**Document:**
New Holding Period Rules
To benefit from the QSBS exclusion, investors must meet a minimum holding period:
- Five years: Still required to qualify for the full 100% exclusion.
- Three or four years: Under the OBBBA, partial exclusions are now available for stock sold before the five-year mark.
This added flexibility makes QSBS more appealing for investors who may not want to wait a full five years.
Higher Exclusion Limits
Before the OBBBA, the exclusion limit was the greater of:
- $10 million, or
- 10 times your basis in the stock.
The OBBBA raises the dollar limit to $15 million, while keeping the 10-times-basis rule. This enhancement means even larger potential tax-free gains for successful investors.

**Brief 1:** From the QSBS passage, extract the part that opens with the words containing "- Three or four" and closes with "in the stock.", copying it without changes.
**Brief 2:** Write what comes next in the QSBS passage, picking up after its last sentence.
The items that come next are separate material and are not part of the QSBS passage.

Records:
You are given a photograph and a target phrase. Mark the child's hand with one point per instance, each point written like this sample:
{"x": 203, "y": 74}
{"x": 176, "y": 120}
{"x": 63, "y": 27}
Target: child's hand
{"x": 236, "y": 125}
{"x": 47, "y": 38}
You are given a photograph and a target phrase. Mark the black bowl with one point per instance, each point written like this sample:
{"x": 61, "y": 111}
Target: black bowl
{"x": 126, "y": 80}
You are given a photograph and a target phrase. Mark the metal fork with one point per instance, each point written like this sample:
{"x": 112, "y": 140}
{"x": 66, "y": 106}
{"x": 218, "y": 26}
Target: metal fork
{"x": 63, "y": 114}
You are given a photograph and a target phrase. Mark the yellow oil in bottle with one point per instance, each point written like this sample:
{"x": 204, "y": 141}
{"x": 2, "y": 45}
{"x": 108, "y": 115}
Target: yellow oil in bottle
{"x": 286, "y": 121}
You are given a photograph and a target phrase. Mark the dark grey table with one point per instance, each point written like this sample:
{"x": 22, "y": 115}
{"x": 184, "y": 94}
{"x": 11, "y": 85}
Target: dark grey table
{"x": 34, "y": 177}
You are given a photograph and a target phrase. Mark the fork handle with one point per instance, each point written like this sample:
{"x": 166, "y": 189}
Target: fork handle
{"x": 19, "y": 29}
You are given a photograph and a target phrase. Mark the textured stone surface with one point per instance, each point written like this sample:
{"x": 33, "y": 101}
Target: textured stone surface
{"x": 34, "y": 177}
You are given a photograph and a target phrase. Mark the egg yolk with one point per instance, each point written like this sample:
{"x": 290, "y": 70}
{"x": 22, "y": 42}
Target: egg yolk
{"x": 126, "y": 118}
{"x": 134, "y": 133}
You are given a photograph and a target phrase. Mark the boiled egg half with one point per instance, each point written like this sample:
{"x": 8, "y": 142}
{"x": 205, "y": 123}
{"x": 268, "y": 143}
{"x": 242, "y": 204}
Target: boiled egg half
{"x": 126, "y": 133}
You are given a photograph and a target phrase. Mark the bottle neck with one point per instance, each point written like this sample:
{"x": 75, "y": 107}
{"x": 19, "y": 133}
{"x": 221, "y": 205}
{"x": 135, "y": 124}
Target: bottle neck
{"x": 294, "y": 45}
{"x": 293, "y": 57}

**Final answer 1:**
- Three or four years: Under the OBBBA, partial exclusions are now available for stock sold before the five-year mark.
This added flexibility makes QSBS more appealing for investors who may not want to wait a full five years.
Higher Exclusion Limits
Before the OBBBA, the exclusion limit was the greater of:
- $10 million, or
- 10 times your basis in the stock.

**Final answer 2:**
Effective Date
These changes apply to QSBS issued on or after July 5. Taken together, they represent the biggest upgrade to QSBS in more than a decade—giving founders, employees, and investors an unprecedented opportunity to build wealth tax-free.
Example
Suppose you invest $100,000 in QSBS shares in 2026 and sell them in 2031 for $1.1 million. Because you held the stock for five years, your $1 million gain is excluded from federal tax. That means you avoid both the 20% long-term capital gains tax and the 3.8% net investment income tax—a savings of $238,000.